▶ _Passage to read_:
..............................
And this is the only way we will see change is to be the change itself. Standing up to this hive mind ideal of what ideals and equality looked like. History has proven this to be the effective method. When my parents and grandparents stood up against the racial divide in this country, the only way things changed is when they outright challenged the beliefs once set in stone. And though there was much resistance and to this day residual frustration, it happened. People began to accept the color of skin here in the south as mere color, and no longer the hierarchy of classism and importance. So yes, the south has and can evolve. Stubbornly of course… full of dirt kicking hesitation, but still likely. Yet all of the effort needed to take on such a task while being met with such resistance makes many a gay southerner sad to call this home.
No matter where I go in this life, I will always be referred to as a Southerner and a gentleman. And I will carry the sophistication and customs of treating people with honor and respect wherever my path leads. What appears to be pompous, outlandish, even superficial behavior to outsiders is true, genuine hospitality. So I will continue tipping my hat to show respect and be as cordial as possible during a dispute. Living the southern motto of work hard to play harder in high fashion. But I will advocate and discuss. Campaign and champion for equality as loudly and as civil as my voice will carry. And I will still greet everyone with a smile.
As a born Southerner, I too remember the thin veneer of politeness and gentility most Southerners are taught. It masks an underlying hatred, disdain, and dismissal of anyone who is not like them. It is based on religious minded bigotry and provincial, outdated morality. It is the reason two of my friends committed suicide after they came out to their families. James killed himself in 1997 because he was sent to a “tough love, Christian” youth retreat so they could pray for “the demons inside him” to release him from sin. He was brainwashed into hating himself and in the end, it was too much for him to bear. Denny killed himself after he came out to his parents and was disowned, then assaulted by his brother and two of his friends. They beat him, broke his leg and tossed him in a parking lot and left him there. Two years later he was not allowed to attend his grandmothers funeral. He killed himself in 2005 after his entire family erased him from memory simply because of how he was born.
That is the South I grew up in and remember. The only way people, all over America, are going to change, is when they see the gay and lesbian community for what it truly is: human. We are their sons and daughters, siblings, parents, grandparents, friends and co-workers. We are the guy sitting in the car next to them at the stoplight. We are the girl at the pharmacy, the man walking his dog and the teacher who works to build up young minds. We are the same as them.
Thank you for sharing. I am deeply sorry for your losses. It further saddens me to say that I have similar stories of people I knew who were faced with the same precarious situations and had the same, tragic outcome. I believe it’s one of the things that made me embrace my sexuality even more because I refused to have the same happen to me. I won’t kid and say that the solution to this backward way of thinking will come easy but we have to keep working for it and showing everyday how our lives are no different than anyone else’s.
..............................
▶ _Extracted records_:
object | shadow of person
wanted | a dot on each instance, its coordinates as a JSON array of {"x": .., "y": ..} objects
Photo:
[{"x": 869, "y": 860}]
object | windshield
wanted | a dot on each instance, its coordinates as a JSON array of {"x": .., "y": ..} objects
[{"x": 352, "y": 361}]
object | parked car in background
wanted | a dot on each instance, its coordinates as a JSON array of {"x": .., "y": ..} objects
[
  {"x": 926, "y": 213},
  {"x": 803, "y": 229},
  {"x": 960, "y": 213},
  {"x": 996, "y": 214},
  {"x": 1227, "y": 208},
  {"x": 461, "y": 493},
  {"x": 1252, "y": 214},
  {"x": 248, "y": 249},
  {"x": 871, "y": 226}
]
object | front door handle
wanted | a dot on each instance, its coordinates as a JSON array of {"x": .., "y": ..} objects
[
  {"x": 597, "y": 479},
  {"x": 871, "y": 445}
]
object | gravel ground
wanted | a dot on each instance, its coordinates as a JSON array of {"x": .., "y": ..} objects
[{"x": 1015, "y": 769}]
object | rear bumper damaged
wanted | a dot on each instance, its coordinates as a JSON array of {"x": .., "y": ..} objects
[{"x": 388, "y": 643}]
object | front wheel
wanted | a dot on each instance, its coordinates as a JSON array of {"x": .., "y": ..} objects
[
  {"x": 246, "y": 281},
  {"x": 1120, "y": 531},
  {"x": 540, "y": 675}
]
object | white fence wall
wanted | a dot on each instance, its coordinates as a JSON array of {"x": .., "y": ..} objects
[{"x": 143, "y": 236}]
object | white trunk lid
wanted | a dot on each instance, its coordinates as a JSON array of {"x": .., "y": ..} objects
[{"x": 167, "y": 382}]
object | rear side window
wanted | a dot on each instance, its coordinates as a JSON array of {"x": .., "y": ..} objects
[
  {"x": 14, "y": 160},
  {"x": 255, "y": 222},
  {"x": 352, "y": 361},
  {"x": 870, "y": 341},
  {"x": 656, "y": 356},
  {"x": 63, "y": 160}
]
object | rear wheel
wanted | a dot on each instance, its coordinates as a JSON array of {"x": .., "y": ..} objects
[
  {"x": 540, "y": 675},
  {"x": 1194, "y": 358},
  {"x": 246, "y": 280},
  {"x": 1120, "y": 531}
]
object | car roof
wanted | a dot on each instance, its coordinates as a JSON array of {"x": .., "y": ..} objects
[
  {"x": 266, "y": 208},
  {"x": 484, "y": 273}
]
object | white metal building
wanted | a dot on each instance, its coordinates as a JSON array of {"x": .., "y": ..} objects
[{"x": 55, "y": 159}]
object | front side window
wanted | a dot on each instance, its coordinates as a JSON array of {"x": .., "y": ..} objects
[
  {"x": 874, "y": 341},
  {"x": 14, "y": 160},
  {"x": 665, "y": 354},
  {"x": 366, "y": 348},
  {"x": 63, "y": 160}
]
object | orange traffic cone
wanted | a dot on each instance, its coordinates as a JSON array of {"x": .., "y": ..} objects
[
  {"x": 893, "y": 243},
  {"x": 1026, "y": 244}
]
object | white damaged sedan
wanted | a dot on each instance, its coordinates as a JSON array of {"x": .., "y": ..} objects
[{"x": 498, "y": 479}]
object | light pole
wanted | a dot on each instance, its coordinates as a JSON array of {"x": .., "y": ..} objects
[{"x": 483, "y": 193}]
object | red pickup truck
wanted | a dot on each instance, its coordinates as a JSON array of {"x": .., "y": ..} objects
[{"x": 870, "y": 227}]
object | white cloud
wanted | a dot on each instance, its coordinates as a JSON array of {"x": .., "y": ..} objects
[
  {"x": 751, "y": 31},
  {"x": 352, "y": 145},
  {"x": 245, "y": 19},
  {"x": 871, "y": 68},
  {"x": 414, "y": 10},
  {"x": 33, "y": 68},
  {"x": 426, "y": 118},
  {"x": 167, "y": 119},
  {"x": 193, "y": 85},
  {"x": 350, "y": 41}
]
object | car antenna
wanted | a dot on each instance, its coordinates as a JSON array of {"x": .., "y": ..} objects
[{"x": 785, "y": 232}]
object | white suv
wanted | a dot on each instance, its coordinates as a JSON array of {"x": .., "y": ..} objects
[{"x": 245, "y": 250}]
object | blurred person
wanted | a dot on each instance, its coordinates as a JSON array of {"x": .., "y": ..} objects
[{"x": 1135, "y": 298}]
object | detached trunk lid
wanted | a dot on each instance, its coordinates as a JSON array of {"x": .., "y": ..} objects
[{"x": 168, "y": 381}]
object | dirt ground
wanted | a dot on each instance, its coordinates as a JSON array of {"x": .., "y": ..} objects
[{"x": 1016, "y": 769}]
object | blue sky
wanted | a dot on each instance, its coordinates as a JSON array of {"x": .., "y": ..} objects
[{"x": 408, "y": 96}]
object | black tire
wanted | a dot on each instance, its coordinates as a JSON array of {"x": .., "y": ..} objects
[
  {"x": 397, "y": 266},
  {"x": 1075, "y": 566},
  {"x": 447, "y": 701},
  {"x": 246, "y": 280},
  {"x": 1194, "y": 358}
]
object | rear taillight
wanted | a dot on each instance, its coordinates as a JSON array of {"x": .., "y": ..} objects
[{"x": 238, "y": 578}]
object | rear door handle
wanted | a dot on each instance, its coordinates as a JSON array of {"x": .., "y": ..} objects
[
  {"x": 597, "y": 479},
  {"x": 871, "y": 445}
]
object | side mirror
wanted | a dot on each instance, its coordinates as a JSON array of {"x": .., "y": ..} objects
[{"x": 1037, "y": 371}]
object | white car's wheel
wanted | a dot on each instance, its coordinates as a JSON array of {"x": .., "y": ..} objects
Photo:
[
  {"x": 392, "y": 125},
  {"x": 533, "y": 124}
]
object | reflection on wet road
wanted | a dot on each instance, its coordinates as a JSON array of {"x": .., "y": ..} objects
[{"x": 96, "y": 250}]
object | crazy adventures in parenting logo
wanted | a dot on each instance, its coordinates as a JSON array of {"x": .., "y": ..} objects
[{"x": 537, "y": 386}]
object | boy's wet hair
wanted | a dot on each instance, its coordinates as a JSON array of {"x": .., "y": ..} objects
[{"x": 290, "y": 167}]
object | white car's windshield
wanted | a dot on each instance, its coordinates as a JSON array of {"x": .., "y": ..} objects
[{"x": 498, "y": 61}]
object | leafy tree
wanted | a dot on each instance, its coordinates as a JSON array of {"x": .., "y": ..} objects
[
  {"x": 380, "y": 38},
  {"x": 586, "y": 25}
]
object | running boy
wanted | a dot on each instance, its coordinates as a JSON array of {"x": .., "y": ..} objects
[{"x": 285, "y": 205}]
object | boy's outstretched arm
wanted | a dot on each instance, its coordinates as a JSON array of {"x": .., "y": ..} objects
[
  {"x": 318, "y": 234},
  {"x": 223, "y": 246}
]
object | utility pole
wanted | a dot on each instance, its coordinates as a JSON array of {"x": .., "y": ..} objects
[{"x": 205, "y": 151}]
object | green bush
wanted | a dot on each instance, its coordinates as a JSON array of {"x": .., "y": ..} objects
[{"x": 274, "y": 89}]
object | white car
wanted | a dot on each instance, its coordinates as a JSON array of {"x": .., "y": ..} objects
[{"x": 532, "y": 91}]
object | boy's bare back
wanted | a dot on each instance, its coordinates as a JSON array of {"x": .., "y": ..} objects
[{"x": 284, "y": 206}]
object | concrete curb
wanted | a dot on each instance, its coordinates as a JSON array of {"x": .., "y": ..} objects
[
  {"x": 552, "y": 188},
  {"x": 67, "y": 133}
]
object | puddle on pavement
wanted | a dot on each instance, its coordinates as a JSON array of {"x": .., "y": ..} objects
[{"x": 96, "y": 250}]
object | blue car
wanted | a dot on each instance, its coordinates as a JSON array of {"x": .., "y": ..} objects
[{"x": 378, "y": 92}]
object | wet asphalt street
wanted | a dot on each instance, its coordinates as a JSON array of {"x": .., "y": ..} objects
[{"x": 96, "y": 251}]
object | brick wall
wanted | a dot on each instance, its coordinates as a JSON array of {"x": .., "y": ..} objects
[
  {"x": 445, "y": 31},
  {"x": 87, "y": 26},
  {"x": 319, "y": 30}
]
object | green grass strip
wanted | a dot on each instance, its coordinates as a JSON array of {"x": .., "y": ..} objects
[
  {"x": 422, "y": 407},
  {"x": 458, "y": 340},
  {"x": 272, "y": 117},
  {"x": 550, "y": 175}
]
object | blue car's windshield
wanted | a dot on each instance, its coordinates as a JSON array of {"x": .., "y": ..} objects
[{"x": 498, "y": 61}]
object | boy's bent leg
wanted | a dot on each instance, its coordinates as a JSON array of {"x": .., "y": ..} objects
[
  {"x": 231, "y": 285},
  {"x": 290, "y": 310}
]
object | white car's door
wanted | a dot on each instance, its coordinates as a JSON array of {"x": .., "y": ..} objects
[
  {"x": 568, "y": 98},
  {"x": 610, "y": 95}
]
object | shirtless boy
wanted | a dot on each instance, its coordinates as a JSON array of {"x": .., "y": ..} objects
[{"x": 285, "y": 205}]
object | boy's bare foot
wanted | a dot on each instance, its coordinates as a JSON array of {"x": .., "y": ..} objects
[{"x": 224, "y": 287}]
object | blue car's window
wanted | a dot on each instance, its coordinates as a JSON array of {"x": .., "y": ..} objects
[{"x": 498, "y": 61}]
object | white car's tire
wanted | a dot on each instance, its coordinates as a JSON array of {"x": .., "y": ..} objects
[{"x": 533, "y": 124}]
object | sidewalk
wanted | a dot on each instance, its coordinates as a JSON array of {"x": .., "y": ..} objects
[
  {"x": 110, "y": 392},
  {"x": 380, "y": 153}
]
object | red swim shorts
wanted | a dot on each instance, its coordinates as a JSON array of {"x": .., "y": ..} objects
..............................
▶ _Exercises to complete_:
a: Revise the passage on gay life in the South from "That is the" down to "same as them.", replacing "stoplight" with "traffic light".
b: Summarize the passage on gay life in the South in three sentences.
Rely solely on the passage on gay life in the South when working with the data.

▶ _Answers to each task_:
a:
That is the South I grew up in and remember. The only way people, all over America, are going to change, is when they see the gay and lesbian community for what it truly is: human. We are their sons and daughters, siblings, parents, grandparents, friends and co-workers. We are the guy sitting in the car next to them at the traffic light. We are the girl at the pharmacy, the man walking his dog and the teacher who works to build up young minds. We are the same as them.

b: One writer argues that change comes only from openly challenging entrenched beliefs, as the fight against the racial divide in the South showed, and vows to remain a Southern gentleman while campaigning for equality. A second writer describes Southern politeness as masking hatred, recounts the suicides of two friends after they came out, and contends that people will change only when they see the gay and lesbian community as human. A final response offers condolences, shares similar tragic stories, and urges continued work to show that gay lives are no different from anyone else's.